* Source passage
# Parker vs Waterman



## Ian_61 (Mar 13, 2018)

Hi all,

Writing instrument ignoramus here ?

I've got some vouchers to use at a mid to high end department store, and have settled on the idea of aquiring a decent ballpoint pen - no real interest in fountain pens at this stage and I have a Fisher Space Pen to cover the roller ball angle.

With the limited choices available at this particular department store, I've narrowed down my choices to either:

Parker Sonnet in blue lacquer









Waterman Hemisphere Privee Saphir









I'm leaning towards the Waterman purely from an aesthetic perspective, both seem to be very similar in weight and dimensions - the engraving/etching on the Hemisphere looks gorgeous IMO (in photos at least).

So is there a clear functional winner between these two pens?

Any input would be greatly appreciated.

Cheers,

Ian.


----------



## heb (Feb 24, 2006)

I'd choose the Parker because of ease of getting refills.

heb


----------



## gangrel (Jun 25, 2015)

Yeah, Parker uses a form factor that's by far the most widely available, which means you've got a massive selection to choose from.

https://www.wellappointeddesk.com/2014/06/epic-refill-guide-rollerball-gel-and-ballpoints/

Waterman uses a somewhat unusual length. Monteverde and Visconti appear to be the other choices.


----------



## NRAchad (Jan 10, 2017)

I think of the Fisher pressurized refills as more of a ballpoint than a rollerball.
I’m a fan of the Waterman Carene and Charleston pens. The Hemisphere is pretty slim and doesn’t have much presence. The Expert is also well sized, but the tips on the rollerballs tends to crack. Refills are not difficult to find.

I can’t offer much on the Parker Sonnet, but I am a big fan of their Gel Refills.

Here’s a size comparison of the Hemisphere, Carene, Charleston and Expert ballpoint pens. I actually prefer the rollerball versions of all of these.


----------



## Ian_61 (Mar 13, 2018)

I stand corrected on the space pen, but in my defence I did admit to being a noob!

Thanks for the size comparison, that is useful. Looking at the specs it's 10mm vs 12mm for the Hemisphere next to the expert. Doesn't sound like much put that way, but 20% does haha. I'll have to try them both in hand at the store (haven't handled any of these pens).

The store does have a few Experts, a couple with gold trim which I'm not a fan of, but then they have the Blue Obsession - another beautiful looking instrument! Bit more than I wanted to spend as I'll have to lay down some cash on top of the gift cards, but it's a contender.

Availability of refills doesn't seem to be a concern for either brand, will just have to go with what feels right!

Thanks all.


----------



## oztech (Apr 30, 2015)

I






have both the Sonnet from Parker in black and Expert from Waterman in black and like both pens as well as my Calais by Cross.


----------



## dantan (Dec 16, 2014)

I am looking to enter into the world of nicer Pens.

I am only interested in a Ball Point Pen.

I would be keen to follow this thread.


----------



## fnzeee (May 8, 2018)

* To do
**A.** Print the part of the Parker vs Waterman thread that begins at the words "Waterman Hemisphere Privee" and stops after "photos at least).".
**B.** In the Parker vs Waterman thread, what reason does heb give for choosing the Parker?
**C.** Write the next part of the Parker vs Waterman thread, picking up after its last line.
The entries that come next have no connection to the Parker vs Waterman thread.

* Data lines
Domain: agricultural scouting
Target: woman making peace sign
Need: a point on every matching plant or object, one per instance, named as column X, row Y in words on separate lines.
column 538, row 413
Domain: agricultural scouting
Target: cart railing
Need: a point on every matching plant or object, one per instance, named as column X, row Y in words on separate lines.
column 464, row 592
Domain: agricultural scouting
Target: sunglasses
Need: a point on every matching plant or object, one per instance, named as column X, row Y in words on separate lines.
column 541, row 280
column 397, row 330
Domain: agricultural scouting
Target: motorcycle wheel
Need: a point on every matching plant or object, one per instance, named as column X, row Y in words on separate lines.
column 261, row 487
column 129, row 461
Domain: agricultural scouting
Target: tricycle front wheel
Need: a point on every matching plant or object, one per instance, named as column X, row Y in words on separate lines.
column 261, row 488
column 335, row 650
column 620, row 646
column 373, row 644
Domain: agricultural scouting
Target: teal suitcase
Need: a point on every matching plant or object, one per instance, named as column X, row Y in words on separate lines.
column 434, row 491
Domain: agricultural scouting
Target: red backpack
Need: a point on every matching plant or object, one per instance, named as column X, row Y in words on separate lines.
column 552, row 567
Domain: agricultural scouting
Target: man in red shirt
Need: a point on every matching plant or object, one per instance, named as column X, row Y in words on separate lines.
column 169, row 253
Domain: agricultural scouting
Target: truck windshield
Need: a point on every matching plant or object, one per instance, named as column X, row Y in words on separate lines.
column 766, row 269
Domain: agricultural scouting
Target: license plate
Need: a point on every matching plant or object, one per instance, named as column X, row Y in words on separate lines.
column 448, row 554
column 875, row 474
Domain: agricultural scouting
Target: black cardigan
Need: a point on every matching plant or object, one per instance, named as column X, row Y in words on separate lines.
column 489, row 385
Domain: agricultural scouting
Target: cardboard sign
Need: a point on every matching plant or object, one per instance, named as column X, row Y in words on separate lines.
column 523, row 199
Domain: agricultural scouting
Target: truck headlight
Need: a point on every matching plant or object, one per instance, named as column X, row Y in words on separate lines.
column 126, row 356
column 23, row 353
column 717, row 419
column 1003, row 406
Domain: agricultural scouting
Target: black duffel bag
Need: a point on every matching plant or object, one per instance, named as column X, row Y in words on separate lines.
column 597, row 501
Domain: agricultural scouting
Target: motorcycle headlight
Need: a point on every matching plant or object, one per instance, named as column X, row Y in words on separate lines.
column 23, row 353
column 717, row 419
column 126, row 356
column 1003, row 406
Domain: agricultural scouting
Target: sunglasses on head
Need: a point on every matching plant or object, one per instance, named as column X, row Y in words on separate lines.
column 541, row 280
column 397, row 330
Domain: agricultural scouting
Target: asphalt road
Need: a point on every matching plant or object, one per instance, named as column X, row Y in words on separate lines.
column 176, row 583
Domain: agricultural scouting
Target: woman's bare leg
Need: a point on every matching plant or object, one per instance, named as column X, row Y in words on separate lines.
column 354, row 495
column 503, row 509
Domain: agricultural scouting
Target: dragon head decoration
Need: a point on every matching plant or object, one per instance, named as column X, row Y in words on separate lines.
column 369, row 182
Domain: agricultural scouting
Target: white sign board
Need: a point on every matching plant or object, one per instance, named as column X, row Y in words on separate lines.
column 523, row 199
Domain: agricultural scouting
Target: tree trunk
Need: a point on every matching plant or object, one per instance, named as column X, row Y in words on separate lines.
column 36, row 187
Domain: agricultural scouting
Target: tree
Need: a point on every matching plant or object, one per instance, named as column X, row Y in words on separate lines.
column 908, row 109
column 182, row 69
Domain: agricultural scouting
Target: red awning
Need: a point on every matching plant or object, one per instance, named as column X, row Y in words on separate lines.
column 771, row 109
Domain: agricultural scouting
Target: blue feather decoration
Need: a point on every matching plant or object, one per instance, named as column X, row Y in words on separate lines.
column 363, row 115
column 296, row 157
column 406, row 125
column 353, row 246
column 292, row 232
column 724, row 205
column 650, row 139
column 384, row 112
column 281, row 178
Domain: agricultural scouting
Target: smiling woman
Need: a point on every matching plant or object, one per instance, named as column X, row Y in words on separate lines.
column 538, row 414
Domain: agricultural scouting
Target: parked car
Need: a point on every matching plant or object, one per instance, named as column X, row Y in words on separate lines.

* Responses to the tasks
**A.**
Waterman Hemisphere Privee Saphir









I'm leaning towards the Waterman purely from an aesthetic perspective, both seem to be very similar in weight and dimensions - the engraving/etching on the Hemisphere looks gorgeous IMO (in photos at least).

**B.** The ease of getting refills.

**C.**
Personally I prefer Wayerman’s over Parkers for flow and weight.


----------



## Ian_61 (Mar 13, 2018)

I took a punt and ordered the Waterman online, but was a little underwhelmed with the delivered product.

It was a bit small for my taste which is obviously subjective, but I felt that the engraving on the back half was very shallow, and more importantly I noticed when I lightly tapped the pen the refill was slightly loose in the barrel and made a clicking noise. After picking up on that, it was a definite return.

May well be a minor issue (and for some non-existent), but I felt for a pen if that value - around USD $100 - they should have tighter tolerances in that regard.

I returned it to the store in person today and sampled a few of the others in stock. The Parker Sonnet which was also a bit small, and the Lamy 2000 which I'd previously admired was too light (but otherwise a beautiful pen). Nothing else in the store's limited range really sang to me.

So in a complete change of tack I ended up with a Lamy Studio Rollerball! And I'm very happy so far, nice weight and size and I couldn't fault the finishing 🙂


----------



## NRAchad (Jan 10, 2017)

Good choice! I’ve got a Studio ballpoint and it’s a very substantial pen.

Which Waterman did you return?


----------



## Ian_61 (Mar 13, 2018)

It was the Hemisphere Privee Saphir Nocturn. Beautiful looking pen, just better to view than to hold (for me)...


----------



## Pastorsam (Feb 26, 2013)

I prefer Waterman over Parker. I prefer Mont Blanc over Waterman. I'm a rollerball person and I love the smoothness of Mont Blanc. Never had trouble finding either Mont Blanc or Waterman refills at Office Depot or on Amazon.


----------



## MLJinAK (Feb 14, 2015)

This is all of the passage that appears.